Each record should reappear exactly in your answer, minus any picture.

(Supplied entries)
━━━━

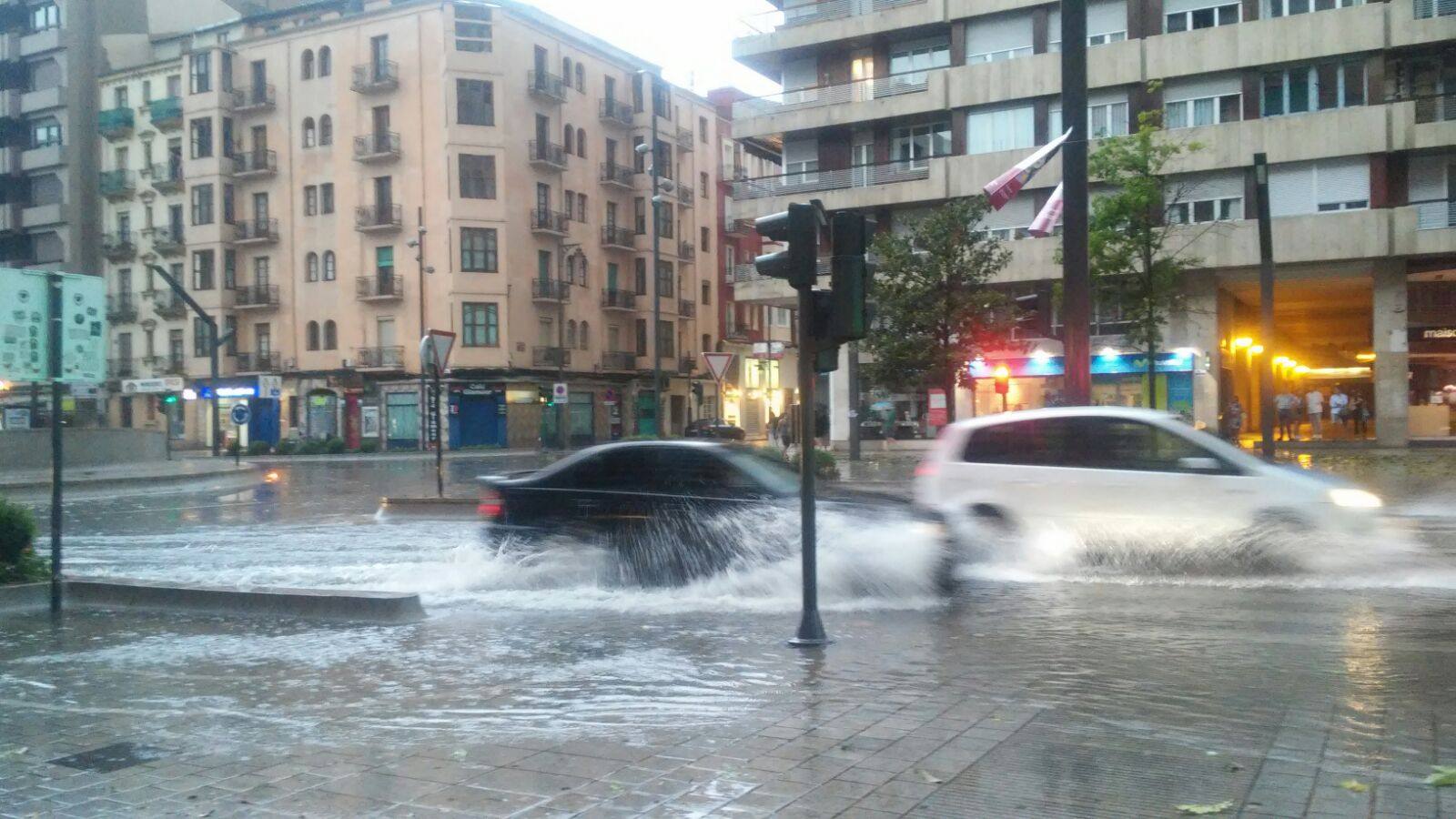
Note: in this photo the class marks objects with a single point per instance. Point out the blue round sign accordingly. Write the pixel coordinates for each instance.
(239, 414)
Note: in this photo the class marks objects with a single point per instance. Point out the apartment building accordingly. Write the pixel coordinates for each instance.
(342, 175)
(893, 106)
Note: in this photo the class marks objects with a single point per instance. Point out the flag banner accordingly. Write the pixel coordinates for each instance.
(1047, 219)
(1005, 187)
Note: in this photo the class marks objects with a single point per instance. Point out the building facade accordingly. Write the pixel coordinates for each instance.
(342, 175)
(893, 106)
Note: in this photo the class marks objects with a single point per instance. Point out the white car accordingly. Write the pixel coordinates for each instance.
(1097, 470)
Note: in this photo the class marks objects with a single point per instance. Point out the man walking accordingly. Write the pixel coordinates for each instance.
(1315, 405)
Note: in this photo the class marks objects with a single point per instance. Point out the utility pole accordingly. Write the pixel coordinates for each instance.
(1077, 285)
(1261, 187)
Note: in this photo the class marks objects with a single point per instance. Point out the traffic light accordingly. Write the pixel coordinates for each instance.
(798, 228)
(849, 312)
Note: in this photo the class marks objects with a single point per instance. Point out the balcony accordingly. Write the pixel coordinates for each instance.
(550, 222)
(376, 77)
(619, 361)
(167, 241)
(116, 123)
(551, 358)
(550, 157)
(378, 219)
(255, 232)
(382, 146)
(167, 113)
(551, 292)
(169, 307)
(255, 164)
(167, 177)
(254, 98)
(258, 363)
(118, 247)
(379, 359)
(118, 184)
(380, 288)
(618, 238)
(616, 113)
(618, 300)
(546, 86)
(619, 175)
(121, 308)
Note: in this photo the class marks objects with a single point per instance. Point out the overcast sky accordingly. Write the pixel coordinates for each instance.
(691, 40)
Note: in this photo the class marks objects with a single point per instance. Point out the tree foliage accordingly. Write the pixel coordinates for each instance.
(934, 308)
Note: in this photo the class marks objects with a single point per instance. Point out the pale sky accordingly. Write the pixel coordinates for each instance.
(691, 40)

━━━━

(Answer section)
Note: in this photo the class marks objects with a single point per instance. Point out the blue round sign accordingly. Write the pixel coordinates for each instance.
(239, 414)
Note: in this photo the class marks objects with a single point per instance. Point out the apartment building accordingly. Write the pixel coordinates for each instance.
(342, 175)
(893, 106)
Note: in this photo the class marks objects with a single point per instance. Point out the flag banner accordingly. Write the pixel coordinates for each instance.
(1047, 219)
(1005, 187)
Note: in this photo the class marks objects with a single point per instance. Point out the building facade accordingly. Write the pixel coordinates for each instance.
(342, 175)
(893, 106)
Note: in this photo the class marks objects with a single point per instance. Point out the white car accordingly. Write the pixel coordinates for each instance.
(1097, 470)
Note: in this photo the class marks objects with a single point per instance. Point out the man walking accordingly. Write the pixel coordinates for each instance.
(1315, 405)
Note: in this photo the class marks objects with a single point per instance. Point out the utility pole accordingly. Write the pixel coordinates for each instance.
(1077, 285)
(1261, 187)
Note: in this photo the class marks objects with a single point per instance. Point out the traffic light accordingly. Write the pixel coordinates for each instance.
(798, 228)
(849, 312)
Note: in this photo the class marks objects with a single point per instance. Point out the balcony accordingly. Write the pixel coordinates for each instance.
(550, 222)
(376, 77)
(619, 361)
(167, 241)
(116, 123)
(551, 358)
(550, 157)
(378, 219)
(255, 232)
(382, 146)
(167, 113)
(551, 292)
(169, 307)
(255, 164)
(167, 177)
(254, 98)
(258, 363)
(118, 247)
(379, 359)
(118, 184)
(380, 288)
(618, 238)
(616, 113)
(618, 300)
(546, 86)
(619, 175)
(121, 308)
Note: in this photo the class marks objects with a single point per instance. Point out the overcast sky accordingly. Write the pixel coordinates for each instance.
(691, 40)
Note: in this photo the class marks objects with a single point per instance. Point out the tree foliage accordingly. Write the pixel coordinates for each instance.
(934, 308)
Note: in this photo the class marks objects with a single point per instance. Point out the pale sky accordingly. Write the pixel coordinates for each instance.
(691, 40)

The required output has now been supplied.